▸ **Job**
The output should consist solely of the line containing "Target: suit trousers" and the lines that follow it through the end of the data below.
:: Dataset excerpts
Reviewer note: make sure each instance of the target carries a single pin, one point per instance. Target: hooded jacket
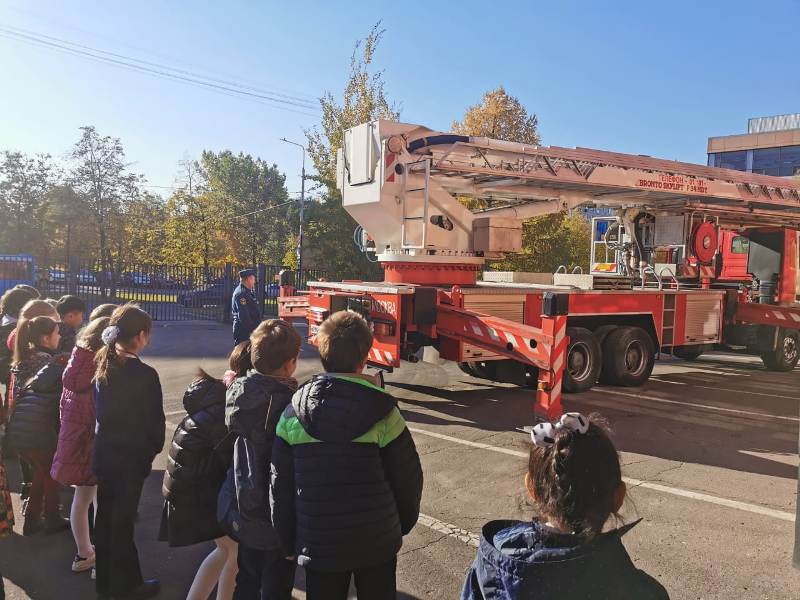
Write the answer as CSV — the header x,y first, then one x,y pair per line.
x,y
199,457
34,422
7,326
346,480
72,464
531,561
253,406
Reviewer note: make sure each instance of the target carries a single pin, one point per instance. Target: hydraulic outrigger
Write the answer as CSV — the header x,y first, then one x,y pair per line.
x,y
660,292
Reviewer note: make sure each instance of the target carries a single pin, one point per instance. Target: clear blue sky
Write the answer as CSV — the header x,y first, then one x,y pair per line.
x,y
643,77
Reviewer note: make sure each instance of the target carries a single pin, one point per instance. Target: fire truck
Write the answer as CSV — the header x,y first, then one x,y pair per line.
x,y
692,258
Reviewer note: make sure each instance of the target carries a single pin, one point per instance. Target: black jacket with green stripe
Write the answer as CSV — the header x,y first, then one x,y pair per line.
x,y
346,480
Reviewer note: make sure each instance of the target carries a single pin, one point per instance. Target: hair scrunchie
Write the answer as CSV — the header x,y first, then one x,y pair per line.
x,y
544,434
110,335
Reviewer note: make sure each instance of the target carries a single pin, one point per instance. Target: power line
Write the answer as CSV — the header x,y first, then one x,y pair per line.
x,y
62,25
309,102
158,70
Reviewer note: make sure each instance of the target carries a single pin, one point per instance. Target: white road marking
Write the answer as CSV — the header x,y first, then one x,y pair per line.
x,y
660,379
736,504
479,445
749,413
462,535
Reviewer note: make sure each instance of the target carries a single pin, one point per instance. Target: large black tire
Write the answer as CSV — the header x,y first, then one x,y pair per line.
x,y
688,352
583,361
466,368
481,370
785,356
601,333
628,357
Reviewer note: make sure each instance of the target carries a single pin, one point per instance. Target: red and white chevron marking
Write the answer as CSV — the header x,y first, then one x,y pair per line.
x,y
381,356
785,316
388,170
513,342
558,357
704,271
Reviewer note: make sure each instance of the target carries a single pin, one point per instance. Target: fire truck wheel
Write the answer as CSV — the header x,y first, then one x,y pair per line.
x,y
785,356
583,362
481,370
601,333
628,357
688,352
466,368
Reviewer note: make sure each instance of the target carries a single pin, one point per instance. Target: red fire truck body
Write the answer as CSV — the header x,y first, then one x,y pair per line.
x,y
698,258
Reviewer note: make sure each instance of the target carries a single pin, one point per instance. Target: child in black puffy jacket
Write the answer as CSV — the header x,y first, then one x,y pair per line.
x,y
575,479
199,457
33,427
254,405
346,480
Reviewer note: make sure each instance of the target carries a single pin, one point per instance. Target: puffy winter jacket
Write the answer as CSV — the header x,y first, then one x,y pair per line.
x,y
34,422
346,480
5,352
23,372
199,457
531,561
254,405
72,464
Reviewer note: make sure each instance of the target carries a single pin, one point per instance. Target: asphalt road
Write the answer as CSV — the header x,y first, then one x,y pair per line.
x,y
709,451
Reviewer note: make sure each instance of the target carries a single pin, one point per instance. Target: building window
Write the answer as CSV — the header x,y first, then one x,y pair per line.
x,y
767,161
732,160
790,161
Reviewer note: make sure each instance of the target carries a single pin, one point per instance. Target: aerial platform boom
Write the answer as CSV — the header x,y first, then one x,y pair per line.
x,y
433,207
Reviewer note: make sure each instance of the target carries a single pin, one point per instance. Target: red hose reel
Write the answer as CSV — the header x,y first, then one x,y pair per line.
x,y
704,242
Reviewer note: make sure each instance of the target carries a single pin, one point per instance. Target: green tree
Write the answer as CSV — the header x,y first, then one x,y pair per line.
x,y
24,184
329,227
251,199
68,225
100,175
547,241
139,233
501,117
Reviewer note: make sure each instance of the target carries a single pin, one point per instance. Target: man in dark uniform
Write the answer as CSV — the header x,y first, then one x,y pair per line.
x,y
244,309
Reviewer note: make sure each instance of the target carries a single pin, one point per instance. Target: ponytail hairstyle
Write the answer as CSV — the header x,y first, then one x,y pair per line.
x,y
14,299
239,360
575,477
29,334
38,308
126,322
90,337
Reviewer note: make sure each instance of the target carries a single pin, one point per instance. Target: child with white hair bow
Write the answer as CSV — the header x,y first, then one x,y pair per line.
x,y
574,478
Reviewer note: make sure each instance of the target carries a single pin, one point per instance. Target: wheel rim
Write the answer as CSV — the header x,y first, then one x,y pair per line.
x,y
635,358
790,348
579,361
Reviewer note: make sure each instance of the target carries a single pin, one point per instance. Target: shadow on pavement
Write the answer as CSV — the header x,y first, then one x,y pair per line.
x,y
732,438
40,565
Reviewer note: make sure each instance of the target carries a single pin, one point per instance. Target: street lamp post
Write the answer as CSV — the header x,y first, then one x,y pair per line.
x,y
302,206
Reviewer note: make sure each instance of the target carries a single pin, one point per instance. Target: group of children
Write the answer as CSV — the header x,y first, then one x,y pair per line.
x,y
323,475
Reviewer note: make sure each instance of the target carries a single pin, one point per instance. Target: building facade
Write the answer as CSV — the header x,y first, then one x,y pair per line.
x,y
771,146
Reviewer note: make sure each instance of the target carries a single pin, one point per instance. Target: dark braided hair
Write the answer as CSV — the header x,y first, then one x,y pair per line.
x,y
575,481
131,321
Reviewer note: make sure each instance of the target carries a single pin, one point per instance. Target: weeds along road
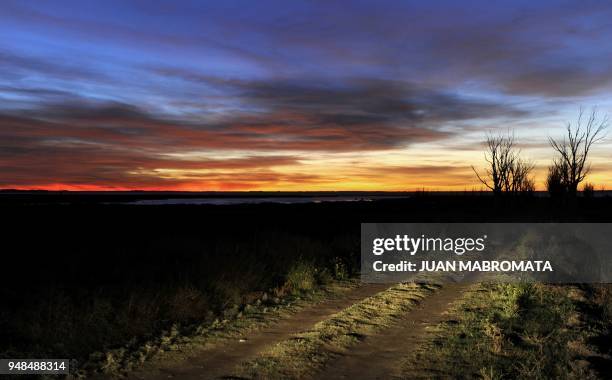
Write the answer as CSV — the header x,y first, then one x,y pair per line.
x,y
364,333
223,359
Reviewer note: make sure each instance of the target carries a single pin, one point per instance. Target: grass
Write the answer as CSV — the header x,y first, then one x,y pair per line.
x,y
137,303
308,351
508,331
174,345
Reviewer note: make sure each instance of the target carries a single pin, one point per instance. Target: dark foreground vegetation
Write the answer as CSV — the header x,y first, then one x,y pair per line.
x,y
86,277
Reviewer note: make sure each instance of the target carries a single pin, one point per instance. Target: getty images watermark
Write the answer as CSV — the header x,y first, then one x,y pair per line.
x,y
576,252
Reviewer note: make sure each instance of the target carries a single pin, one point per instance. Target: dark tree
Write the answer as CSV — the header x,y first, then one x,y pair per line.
x,y
571,166
506,171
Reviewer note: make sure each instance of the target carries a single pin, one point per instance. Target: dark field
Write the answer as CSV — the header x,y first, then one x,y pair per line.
x,y
83,276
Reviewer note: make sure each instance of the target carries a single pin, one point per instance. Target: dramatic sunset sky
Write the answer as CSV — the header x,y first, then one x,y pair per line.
x,y
291,95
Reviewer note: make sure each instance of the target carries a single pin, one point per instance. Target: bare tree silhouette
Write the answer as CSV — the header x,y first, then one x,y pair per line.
x,y
571,167
506,172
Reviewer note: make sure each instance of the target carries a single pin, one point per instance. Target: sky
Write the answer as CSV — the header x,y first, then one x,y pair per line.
x,y
292,95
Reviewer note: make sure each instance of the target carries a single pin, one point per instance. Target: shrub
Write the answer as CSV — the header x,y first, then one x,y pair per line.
x,y
301,277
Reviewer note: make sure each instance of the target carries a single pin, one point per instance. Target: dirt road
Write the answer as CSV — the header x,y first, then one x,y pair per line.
x,y
374,356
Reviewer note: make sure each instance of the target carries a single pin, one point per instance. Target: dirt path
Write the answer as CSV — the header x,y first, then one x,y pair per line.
x,y
220,361
379,356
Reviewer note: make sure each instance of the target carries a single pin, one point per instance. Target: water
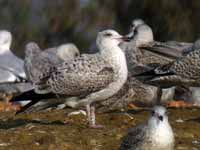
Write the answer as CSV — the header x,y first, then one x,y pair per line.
x,y
47,130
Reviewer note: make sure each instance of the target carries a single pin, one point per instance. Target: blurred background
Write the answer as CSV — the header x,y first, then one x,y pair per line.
x,y
50,22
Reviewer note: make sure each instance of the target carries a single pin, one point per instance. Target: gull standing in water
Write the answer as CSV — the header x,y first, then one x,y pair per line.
x,y
93,77
11,67
155,134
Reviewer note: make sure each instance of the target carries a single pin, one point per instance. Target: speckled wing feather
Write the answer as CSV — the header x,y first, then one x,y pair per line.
x,y
188,66
183,71
134,138
38,65
83,75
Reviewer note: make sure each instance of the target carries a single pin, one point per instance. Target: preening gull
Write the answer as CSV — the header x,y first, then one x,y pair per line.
x,y
155,134
94,77
11,67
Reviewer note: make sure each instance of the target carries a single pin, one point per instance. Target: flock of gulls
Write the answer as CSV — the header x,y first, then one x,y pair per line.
x,y
125,69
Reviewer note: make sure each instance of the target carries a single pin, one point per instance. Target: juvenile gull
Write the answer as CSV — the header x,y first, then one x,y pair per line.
x,y
182,72
155,134
38,63
93,77
11,67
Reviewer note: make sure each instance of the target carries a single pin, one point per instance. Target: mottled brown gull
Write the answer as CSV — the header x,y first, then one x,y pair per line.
x,y
184,71
93,77
155,134
38,63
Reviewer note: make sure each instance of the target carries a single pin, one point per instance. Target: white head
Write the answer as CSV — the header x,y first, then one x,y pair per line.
x,y
109,38
158,116
68,51
136,22
32,49
5,39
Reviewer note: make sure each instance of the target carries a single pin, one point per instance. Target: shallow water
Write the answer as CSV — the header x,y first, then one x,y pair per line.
x,y
47,130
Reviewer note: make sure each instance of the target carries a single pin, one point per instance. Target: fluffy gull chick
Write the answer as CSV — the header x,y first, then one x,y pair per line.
x,y
155,134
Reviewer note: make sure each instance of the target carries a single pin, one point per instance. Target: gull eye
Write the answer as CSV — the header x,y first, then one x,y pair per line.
x,y
152,113
108,34
160,118
132,25
76,54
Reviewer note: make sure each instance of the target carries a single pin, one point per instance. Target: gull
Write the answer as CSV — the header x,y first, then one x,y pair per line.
x,y
94,77
38,63
183,71
11,67
155,134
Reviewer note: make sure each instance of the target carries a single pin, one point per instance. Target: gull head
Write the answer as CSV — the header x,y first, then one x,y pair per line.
x,y
196,45
158,116
31,49
135,23
68,51
142,35
109,38
5,39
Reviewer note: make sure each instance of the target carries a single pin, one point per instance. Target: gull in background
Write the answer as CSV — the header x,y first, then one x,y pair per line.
x,y
11,67
184,71
94,77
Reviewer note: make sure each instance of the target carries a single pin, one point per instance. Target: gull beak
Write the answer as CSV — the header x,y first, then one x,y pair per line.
x,y
125,38
130,35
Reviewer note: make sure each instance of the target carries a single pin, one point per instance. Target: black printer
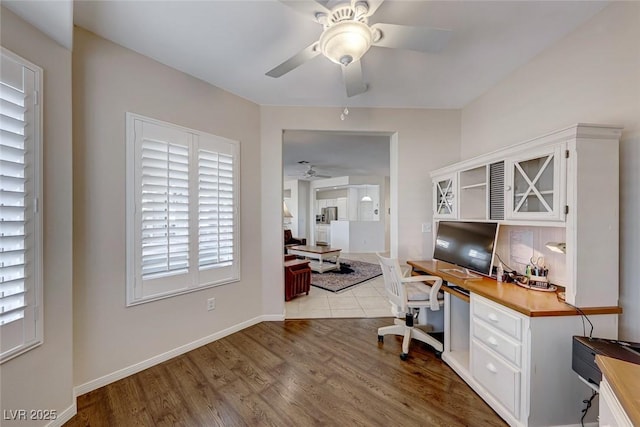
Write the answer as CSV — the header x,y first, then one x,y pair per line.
x,y
585,350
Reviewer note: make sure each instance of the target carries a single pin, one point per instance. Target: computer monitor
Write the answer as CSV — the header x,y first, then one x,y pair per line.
x,y
469,245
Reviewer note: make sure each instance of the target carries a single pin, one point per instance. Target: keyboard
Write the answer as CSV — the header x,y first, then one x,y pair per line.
x,y
459,289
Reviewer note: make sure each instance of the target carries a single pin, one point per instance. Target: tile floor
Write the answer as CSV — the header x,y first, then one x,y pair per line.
x,y
365,300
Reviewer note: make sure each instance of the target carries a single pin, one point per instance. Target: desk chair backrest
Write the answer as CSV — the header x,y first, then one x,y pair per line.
x,y
393,286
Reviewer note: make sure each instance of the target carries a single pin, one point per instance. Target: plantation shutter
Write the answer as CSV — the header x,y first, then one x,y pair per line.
x,y
182,229
20,287
216,209
165,208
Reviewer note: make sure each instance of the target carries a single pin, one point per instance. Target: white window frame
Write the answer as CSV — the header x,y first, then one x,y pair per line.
x,y
27,332
141,130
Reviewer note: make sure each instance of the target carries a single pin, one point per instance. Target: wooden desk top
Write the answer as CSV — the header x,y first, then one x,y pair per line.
x,y
529,302
624,379
314,249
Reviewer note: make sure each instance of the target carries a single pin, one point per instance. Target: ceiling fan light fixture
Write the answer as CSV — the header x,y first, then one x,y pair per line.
x,y
346,41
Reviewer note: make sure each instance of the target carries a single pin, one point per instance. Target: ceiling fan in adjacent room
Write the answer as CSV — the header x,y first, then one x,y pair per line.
x,y
310,172
347,36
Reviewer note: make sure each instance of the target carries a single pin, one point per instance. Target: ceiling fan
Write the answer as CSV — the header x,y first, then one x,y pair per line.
x,y
347,36
311,172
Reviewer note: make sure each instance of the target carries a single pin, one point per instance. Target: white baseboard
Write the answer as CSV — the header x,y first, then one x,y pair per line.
x,y
141,366
65,415
273,317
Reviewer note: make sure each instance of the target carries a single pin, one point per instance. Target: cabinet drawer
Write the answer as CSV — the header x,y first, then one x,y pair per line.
x,y
496,376
497,317
497,342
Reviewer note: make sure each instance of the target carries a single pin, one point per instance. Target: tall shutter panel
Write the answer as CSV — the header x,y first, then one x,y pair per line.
x,y
215,209
20,231
165,208
13,193
182,231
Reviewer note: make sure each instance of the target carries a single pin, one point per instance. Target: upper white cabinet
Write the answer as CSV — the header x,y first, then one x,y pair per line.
x,y
445,204
343,208
536,185
566,180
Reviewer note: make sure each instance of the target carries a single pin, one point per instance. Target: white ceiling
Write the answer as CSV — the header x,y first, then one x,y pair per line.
x,y
232,44
335,153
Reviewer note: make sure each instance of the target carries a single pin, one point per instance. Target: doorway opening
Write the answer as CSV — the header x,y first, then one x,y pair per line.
x,y
338,187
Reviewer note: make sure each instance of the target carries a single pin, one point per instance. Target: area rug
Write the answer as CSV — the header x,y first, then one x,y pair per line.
x,y
351,273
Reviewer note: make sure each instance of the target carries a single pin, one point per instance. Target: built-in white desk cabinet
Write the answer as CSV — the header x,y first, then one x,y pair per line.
x,y
513,345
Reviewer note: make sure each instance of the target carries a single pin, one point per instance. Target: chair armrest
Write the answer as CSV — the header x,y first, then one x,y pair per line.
x,y
435,288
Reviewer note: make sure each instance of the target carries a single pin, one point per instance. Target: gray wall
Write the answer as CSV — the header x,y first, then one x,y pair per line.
x,y
43,377
591,76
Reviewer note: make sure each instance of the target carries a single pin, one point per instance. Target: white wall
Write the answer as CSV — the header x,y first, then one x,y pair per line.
x,y
108,81
43,377
426,139
591,76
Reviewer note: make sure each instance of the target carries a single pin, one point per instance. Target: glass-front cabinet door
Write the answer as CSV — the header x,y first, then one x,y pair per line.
x,y
536,185
444,197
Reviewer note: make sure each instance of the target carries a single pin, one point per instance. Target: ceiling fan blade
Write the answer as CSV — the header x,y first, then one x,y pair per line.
x,y
373,5
295,61
353,81
422,39
308,8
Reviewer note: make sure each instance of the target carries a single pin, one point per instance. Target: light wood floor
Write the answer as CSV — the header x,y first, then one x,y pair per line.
x,y
319,372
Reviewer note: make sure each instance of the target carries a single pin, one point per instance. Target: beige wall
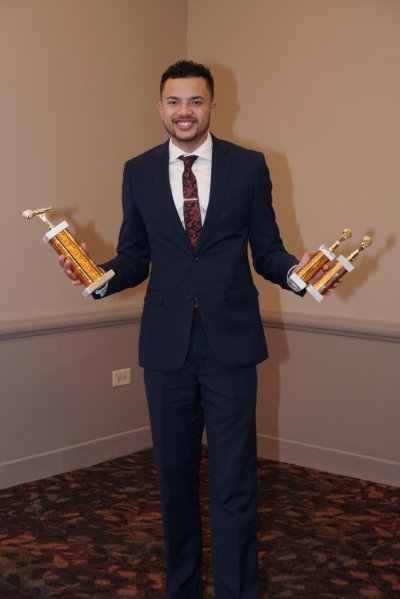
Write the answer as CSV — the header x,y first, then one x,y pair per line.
x,y
79,86
313,85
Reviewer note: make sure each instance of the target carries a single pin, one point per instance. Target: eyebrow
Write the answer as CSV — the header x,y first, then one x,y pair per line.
x,y
180,98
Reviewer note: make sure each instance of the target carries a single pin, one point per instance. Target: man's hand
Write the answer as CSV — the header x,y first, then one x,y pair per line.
x,y
66,266
306,257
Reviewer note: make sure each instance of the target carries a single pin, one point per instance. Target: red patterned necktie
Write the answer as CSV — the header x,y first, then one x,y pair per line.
x,y
191,206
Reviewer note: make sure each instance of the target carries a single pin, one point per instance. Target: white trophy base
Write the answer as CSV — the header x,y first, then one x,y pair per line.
x,y
55,231
314,293
98,284
297,281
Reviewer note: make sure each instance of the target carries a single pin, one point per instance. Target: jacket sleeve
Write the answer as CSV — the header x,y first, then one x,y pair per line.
x,y
131,264
270,258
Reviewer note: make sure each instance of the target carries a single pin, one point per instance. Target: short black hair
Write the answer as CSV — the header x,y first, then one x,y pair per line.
x,y
187,68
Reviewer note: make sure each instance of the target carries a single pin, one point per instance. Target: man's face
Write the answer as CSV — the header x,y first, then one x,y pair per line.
x,y
186,108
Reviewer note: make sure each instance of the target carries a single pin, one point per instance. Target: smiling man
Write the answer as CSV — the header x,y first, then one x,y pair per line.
x,y
191,207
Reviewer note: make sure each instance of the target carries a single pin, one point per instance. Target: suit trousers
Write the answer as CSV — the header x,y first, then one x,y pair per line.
x,y
181,403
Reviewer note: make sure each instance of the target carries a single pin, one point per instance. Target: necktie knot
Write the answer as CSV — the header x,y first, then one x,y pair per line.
x,y
188,160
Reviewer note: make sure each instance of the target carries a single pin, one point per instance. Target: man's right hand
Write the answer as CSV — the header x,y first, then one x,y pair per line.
x,y
66,266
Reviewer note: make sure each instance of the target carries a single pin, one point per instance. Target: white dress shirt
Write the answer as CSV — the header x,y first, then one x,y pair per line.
x,y
201,169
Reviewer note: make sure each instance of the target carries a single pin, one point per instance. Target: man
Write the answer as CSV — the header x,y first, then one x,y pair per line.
x,y
201,332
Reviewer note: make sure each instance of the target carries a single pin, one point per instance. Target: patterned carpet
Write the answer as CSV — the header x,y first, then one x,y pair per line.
x,y
96,533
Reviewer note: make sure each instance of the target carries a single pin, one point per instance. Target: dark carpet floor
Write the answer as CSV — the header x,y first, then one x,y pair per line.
x,y
96,533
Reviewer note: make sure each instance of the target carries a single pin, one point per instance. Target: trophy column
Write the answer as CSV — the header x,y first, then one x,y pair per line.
x,y
64,244
317,262
343,265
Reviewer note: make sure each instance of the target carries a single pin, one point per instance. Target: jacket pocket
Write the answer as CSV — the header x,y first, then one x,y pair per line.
x,y
242,294
153,297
::::
▸ **Exercise result**
Reviewer note: make sure each instance of the target carries a single pin, one point per instance. Target: suit trousers
Write the answer as CSV — the header x,y first, then one x,y pair per line.
x,y
181,403
Reviewer note: make sure each instance of the target carries a single pin, one point per instance. Target: necktie knot
Write the answer as CSV — the header x,y first, then one x,y pair per line.
x,y
188,160
Reviewer note: make sure each instance of the target carries a single pin, one point per instance. Target: man's right hand
Write the answer as CSV — the header x,y first, then one x,y pair per line.
x,y
66,266
Reviewer note: make sure each instance of the target carries a single pin, one point per instance. Target: white dress shirt
Write the answer as CSV — the header x,y first, then one x,y pair per line.
x,y
201,169
Reviewer note: make sure each instance of the target carries a single pin, one point per instance. Target: man
Write the answer as CSV — the header x,y first, then one x,y pair per line.
x,y
201,332
Reviewer note: make sure each instance of the target carries a single pin, one point per instance. Target: patterned carpet
Write the answer as CSV — the header x,y first, then one x,y pair per line.
x,y
96,533
Reviewer note: make sure each instance of the target carries a single pin, one point per instance. Target: dark carpet floor
Write the answer as CSV — the header x,y first, then one x,y pair per line.
x,y
96,533
Reviewer note: make sure each instance of the target carries a single pin, one point per instance. Target: trophy column
Write the answer as CSV — the header x,y first, then one x,y pair per line.
x,y
64,244
317,262
343,265
Reviewer note: make sure each instance of the target carries a single pin, one point per instance. Target: jacket pocket
Write the answer as CSV — the header x,y first, then one x,y pair per line.
x,y
242,294
153,297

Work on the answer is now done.